------ Fragmento del documento

Cuando uno lee un libro o cuento que lleva la impronta de un autor afamado, de esos laureados que se convierten en grandes catedrales de las letras, uno siente el peso de las auctoritas al leer su obra, perdiendo ese espíritu crítico y combativo y entregándose al deleite de la obra, así brote en uno algunas diferencias; sin embargo cuando éstas aparecen uno mismo se persuade y se autochapea preguntándose “¿vas a saber tú más que Gabo?” o ¿quién eres tú para contradecir a Kundera? Esto genera cierta tranquilidad porque le permite a uno continuar el paseo sin las interrupciones de los diálogos interiores paralelos que se hacen presente ante cada crujir de la lógica discursiva.
Justamente en eso
andaba en estos días al leer un cuento de García Márquez cuya trama se me hacía
muy familiar, tal vez porque, como cosa común en Gabo, la dueña y señora de su
prosa en esta oportunidad era una puta, que aunque no era triste, por tal vez por no
provenir de su libro homónimo, sí era una entristecida por el paso inclemente
de los años.
Lo cierto es que en la
medida que avanzaba en la lectura la narración de Gabo se me hacía cada vez más
familiar, como si fuera un cuento que me estuvieran echando por segunda o
tercera vez; sin embargo aun así para mi continuaba siendo un estreno y con esa
emoción de los estrenos lo continuaba ojeando.
María
dos Prazeres se intitulaba la obra cuyo personaje central, ella misma,
era una prostituta brasilera que por cosas del destino fue a tener a Catalunya,
y allí sola en íngrimo, en el anochecer de sus días, preparaba su salida decorosa de este plano al
escoger como última morada un cementerio en el que sus huesos descansaran a
salvo de naufragios invernales, como aquel
vivido por María en un desbordamiento del Río Amazonas. Para María fue
insuperable la experiencia de ver los cuerpos flotando libremente en el
cementerio de Manaos y advertir cómo pasaban por su casa vestidos, cabelleras,
dentaduras y osamentas de quienes en vida se llamaban……..

------------

Tareas requeridas ::
a: Enumera las cosas que, según el fragmento sobre la lectura del cuento de García Márquez, María veía pasar por su casa durante el desbordamiento del río.
b: Prosigue el fragmento sobre la lectura del cuento de García Márquez a partir del punto en que termina.

------ Extracto de la fuente

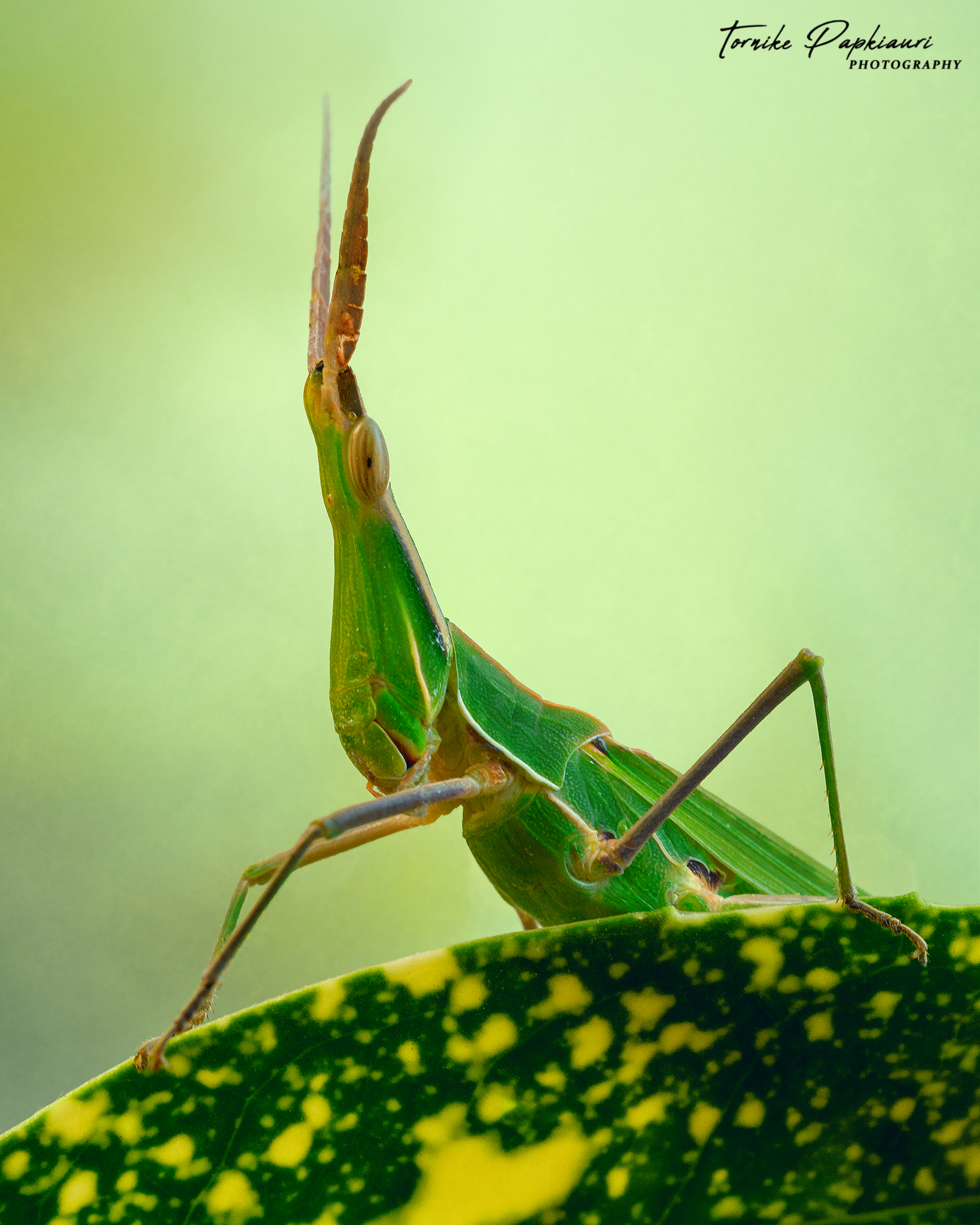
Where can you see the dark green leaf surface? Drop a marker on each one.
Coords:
(788, 1065)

------------

Respuestas por tarea ::
a: Vestidos, cabelleras, dentaduras y osamentas.

b:
Por allí iba mi lectura
y por ahí mismo se fraguaba mi sospecha de “este
cuento lo conozco yo”. No encontraba cuándo ni dónde, pero en la medida que
avanzaba había acontecimientos a los que podía adelantarme y que me hacían hasta alardear pensando que de
tanto ejercer mi oficio de lector ya hasta me estaba pareciendo a García
Márquez. Todo un atrevimiento de mi parte; bueno, como toda así es la ignorancia: insolente
y atrevida.
Mis dudas comenzaron a
disiparse cuando el vendedor de entierros
trató de adivinar cuál sería la profesión de María dos Prazeres, según su
experiencia basada en lo que encontraba en la casa de sus clientes, pero en el caso de María no conseguía ninguna
pista. Excusándose ante su imprudente curiosidad
terminó preguntándole directamente a María. - Soy
puta, hijo!, respondió Dos Prazeres y
decepcionada le preguntó al vendedor ¿O es que ya no se me nota? Nada más
deprimente para una puta que alcanzó un
alto nivel dentro de su oficio que no
ser reconocida. Por eso fue que al llegar a este punto de la lectura, me dije “esta
puta la conozco yo”, ya casi (casi, dije) sin ninguna duda.
Así que con más datos
que los que poseía el vendedor de
entierros continué con mi lectura. El
punto de quiebre lo encontré en la relación que por cerca de medio siglo María
dos Prazeres tenía con un enigmático personaje quien llegaba a visitarla todos
los viernes entre 7 y 9 de la noche. Cenaban juntos y ritualmente se iban a la
cama hasta antes de la medianoche. Este
galán era El Conde de Cardona, viejo
franquista con quien María tenía una amistad fundada en no se sabe qué cosa
que, seguramente, ninguno de los dos
tenían en común. Llegado a este punto, ahora sí estaba convencido que
este cuento ya me lo había leído, básicamente en la forma tan magistralmente elocuente
como Gabo describía la relación entre María dos Prazeres y El conde de Cardona:
“después de la cena, larga y bien
conversada, hacían de memoria un amor sedentario que les dejaba a ambos un
sedimento de desastre”. Y la segunda descripción era, definitivamente, de
antología: “ambos eran conscientes de
tener tan pocas cosas en común que nunca
se sentían más solos que cuando estaban juntos, pero ninguno de los dos se
había atrevido a lastimar los cantos de la costumbre. Necesitaron de una
conmoción nacional para darse cuenta,
ambos al mismo tiempo, de cuánto se habían odiado, y con cuánta ternura,
durante tantos años”. ¡Por favor, un amor como este no puede olvidarse así
tan fácilmente!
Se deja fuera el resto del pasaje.